<<<<

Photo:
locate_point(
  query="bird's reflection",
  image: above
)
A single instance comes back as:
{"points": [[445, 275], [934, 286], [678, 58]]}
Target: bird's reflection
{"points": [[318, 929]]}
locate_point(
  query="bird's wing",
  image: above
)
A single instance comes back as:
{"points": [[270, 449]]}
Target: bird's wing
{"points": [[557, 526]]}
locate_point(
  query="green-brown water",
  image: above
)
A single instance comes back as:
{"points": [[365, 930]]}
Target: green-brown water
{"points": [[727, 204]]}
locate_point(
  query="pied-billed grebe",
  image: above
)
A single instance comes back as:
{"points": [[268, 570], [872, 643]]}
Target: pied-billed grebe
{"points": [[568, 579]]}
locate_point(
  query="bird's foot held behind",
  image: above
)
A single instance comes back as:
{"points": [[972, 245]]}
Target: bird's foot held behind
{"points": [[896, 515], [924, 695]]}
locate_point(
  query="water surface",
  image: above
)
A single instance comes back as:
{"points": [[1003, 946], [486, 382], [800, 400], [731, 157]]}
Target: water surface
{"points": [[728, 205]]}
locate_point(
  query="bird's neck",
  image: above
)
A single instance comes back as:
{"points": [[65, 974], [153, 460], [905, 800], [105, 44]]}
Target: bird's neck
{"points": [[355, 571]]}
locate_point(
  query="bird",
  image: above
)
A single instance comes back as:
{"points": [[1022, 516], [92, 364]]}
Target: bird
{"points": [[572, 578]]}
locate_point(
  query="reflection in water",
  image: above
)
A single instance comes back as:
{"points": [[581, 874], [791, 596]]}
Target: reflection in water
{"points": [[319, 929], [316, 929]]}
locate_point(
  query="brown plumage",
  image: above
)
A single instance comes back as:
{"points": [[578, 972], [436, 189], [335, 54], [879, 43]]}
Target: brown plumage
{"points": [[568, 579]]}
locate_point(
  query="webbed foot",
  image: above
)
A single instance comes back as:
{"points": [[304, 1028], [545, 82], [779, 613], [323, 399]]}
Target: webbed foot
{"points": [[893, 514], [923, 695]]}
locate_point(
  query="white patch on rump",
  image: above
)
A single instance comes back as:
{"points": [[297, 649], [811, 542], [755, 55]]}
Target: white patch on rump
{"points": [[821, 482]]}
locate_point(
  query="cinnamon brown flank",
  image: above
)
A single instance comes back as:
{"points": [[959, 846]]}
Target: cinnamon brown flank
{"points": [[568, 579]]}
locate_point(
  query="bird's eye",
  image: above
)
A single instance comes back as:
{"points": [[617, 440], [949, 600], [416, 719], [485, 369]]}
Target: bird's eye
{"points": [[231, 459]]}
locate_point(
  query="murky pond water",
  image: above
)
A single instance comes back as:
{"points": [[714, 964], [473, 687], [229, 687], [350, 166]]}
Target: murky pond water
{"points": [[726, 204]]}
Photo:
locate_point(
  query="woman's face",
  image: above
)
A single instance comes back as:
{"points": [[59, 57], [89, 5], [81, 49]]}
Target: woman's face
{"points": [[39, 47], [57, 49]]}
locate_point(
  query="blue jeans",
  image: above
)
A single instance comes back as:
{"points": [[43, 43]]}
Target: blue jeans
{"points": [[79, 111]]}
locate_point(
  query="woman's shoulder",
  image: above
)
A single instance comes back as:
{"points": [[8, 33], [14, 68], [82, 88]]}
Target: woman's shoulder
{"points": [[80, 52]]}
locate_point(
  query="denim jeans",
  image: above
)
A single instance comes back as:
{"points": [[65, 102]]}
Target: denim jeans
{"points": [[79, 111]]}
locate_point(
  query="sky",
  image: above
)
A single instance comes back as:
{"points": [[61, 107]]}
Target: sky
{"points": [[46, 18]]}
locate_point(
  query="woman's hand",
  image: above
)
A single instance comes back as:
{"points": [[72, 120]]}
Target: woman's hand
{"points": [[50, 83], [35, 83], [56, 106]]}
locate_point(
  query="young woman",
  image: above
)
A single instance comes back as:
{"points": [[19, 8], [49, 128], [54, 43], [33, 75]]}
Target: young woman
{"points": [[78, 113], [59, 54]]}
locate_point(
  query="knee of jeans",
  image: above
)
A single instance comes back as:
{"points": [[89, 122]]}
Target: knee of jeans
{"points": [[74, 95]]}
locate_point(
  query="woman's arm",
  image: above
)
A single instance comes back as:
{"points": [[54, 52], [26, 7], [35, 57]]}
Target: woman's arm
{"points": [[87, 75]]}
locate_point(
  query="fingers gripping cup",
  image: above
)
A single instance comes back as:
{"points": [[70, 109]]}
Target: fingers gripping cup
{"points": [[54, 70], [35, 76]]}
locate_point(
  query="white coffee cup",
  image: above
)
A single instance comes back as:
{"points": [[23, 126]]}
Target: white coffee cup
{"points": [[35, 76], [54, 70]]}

>>>>

▶ EXERCISE AIM: Pick out every line in the listing above that contains the word "young", and copy each of those lines in full.

▶ TASK RESPONSE:
  query="young woman",
Target: young woman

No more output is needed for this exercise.